-- Start Text shown --

In both cases, the user must supply the corresponding data to compare the results with. This data must be situated inside a directory called Object_Data, the name is left to the user, but must be edited in the variable called Object_data_file. The variable Object is not used by the wrappers except for setting the corresponding resulting directories, so the user is encouraged to give it a meaningful value.

The object data file is required to have two variables:

  • z: The redshift of the object
  • data: A 3D array with the following entries:
    • Energy of the observations, in [eV]
    • Flux of the observations, in [erg/cm2/s]
    • Error in the flux of the observations, in [erg/cm2/s]

Finally, the user is required to choose and set the variables:

  • volume: Either shell or sphere
  • model: Either steady_state or injection

A compiled version of Katu must be located in the same folder as the wrapper and must be able to receive a configuration file as first argument, and must print to stdout the energy and the population of photons. The example_wrapper executable should be readily available for the user to use if they want a basic version of Katu.

Usage - Running

After having prepared the wrapper and the corresponding utils file and having an appropiate Katu executable, the simulations can be run simply by launching the wrappers:

python3 multinest_wrapper.py

or

python3 emcee_wrapper.py

Usage - Output

The output of both wrappers is very different and is defined mostly by how the wrappers handle the simulation process.

In the case of multinest, all the data handling is done by multinest itself and it will be stored at <Object>_results/multinest_<volume>_<model>/ where Object, volume and model are the variables that are set at the Preparation step. The user is encouraged to check the output files in the documentation of multinest to understand its contents. Alternatively, I have provided my own set of notes about multinest's output in doc/multinest_notes.txt, which the user can check.

-- End Text shown --
-- Start Data provided --

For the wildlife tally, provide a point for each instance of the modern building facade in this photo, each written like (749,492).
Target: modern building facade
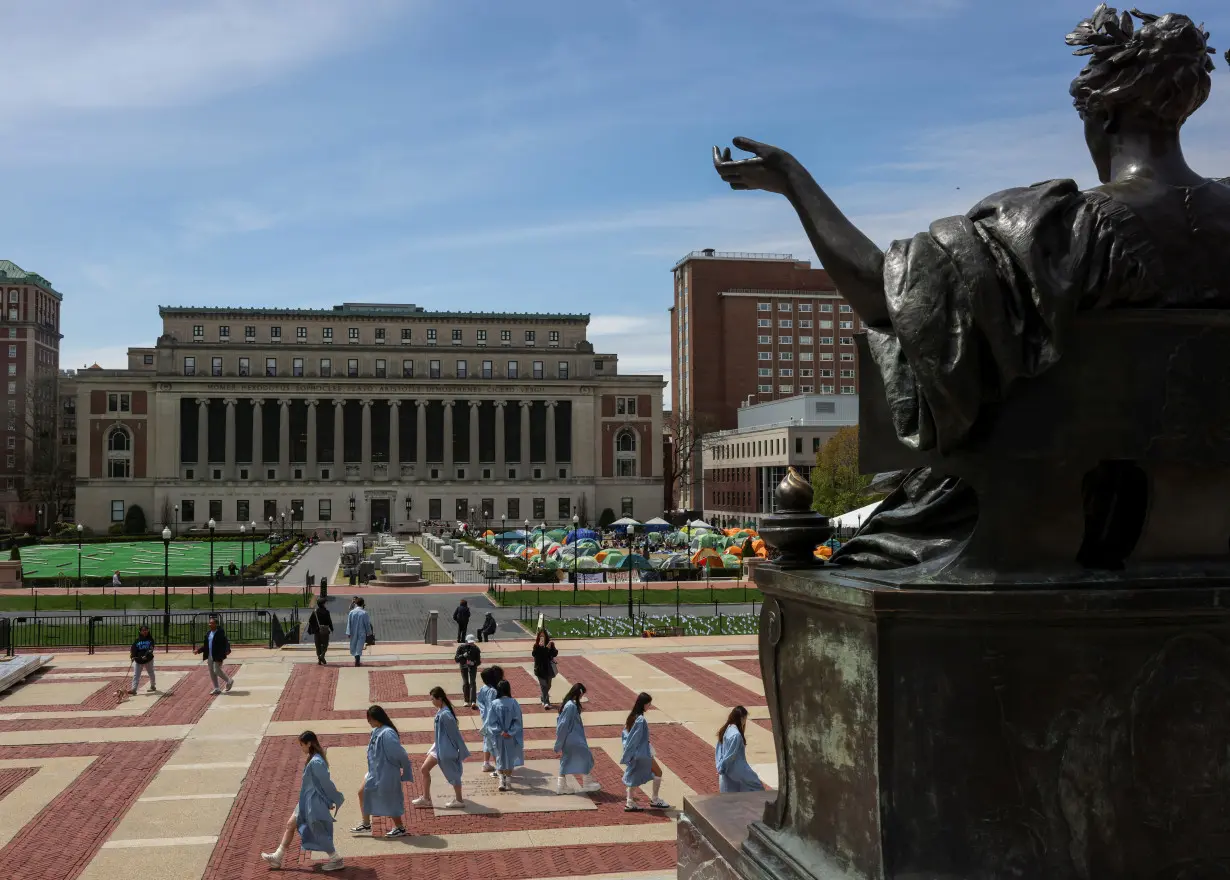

-- End Data provided --

### Exercise 1
In the Katu wrapper text, which two values can the volume variable take?
### Exercise 2
Please continue the Katu wrapper text after its last sentence.
The material was drawn from a different source than the Katu wrapper text.

### Written response 1
Shell or sphere.

### Written response 2
Additionally, multinest will print to the terminal some status lines so that the user can check that it still is working.

In the case of emcee, all the data handling is done by the wrapper, which means that we have a much better control over what happens. Its output will be located at <Object>_results/emcee_<volume>_<model>/ where Object, volume and model are the variables that are set at the Preparation step. The output will consist of a corner plot and a data dump for every update step. Additionally, every update steps will print to the terminal the median and 16, 84 percentiles and best point found so far, along with its log likelihood.

The update steps come in three versions. First the wrapper works one MCMC step at a time. This allows the user to quickly check if the simulation is working the way it is expected to with regards to the behaviour of the log likelihood. It can also be used to quickly find a good starting point to feed back to the wrapper.

Second, the wrapper does 20 steps of ten MCMC steps where it checks if any of the walkers is stuck at a log likelihood that is 25 times worse than the best and in that case it relaunches it. This is done to avoid cases where one walker might be stuck in a local minima with very low probability of getting out.

Third, the wrapper does steps of 20 MCMC steps until the end.

Usage - Ending

Both wrappers can be stopped at any point, and additionally, the multinest allows relaunching as the underlying library handles it. Unfortunatelly, emcee does not support relaunching and the user would need to code that in themselves.

If the user does not stop manually the wrappers, both would continue until their termination criteria is met. In the case of multinest, this is handled by the library and is set to the moment where additional steps would only improve the log evidence by 0.5. emcee relies on the constantness of the final distribution of the walkers finishes if the median and 16, 84 percentiles of the last two blocks of 50 updates have not changed.

Usage - Analysis

Along with both wrappers, we also provide two small utilities that should aid in the analysis of the final data. In both cases, the variables Object, volume and model have to be edited to be the same as the wrapper that produced the data. Additionally, the utils file that was used should be moved inside the data directory and renamed metadata.py so that the analyzer can access the utilities that were used when creating the data.

In the case of multinest, we provide multinest_analyzer.py which will simply print each of the dimensions of the problem with the label and the median value along with the 16 and 84 percentiles. After that, the best parameters and the best log likelihood will be printed and a configuration file ready for its usage with Katu will be written. Finally, a corner plot of the parameters will be created.

Remember that, if the user is interested in the evidence and its error, they can be read in one of the files that multinest created.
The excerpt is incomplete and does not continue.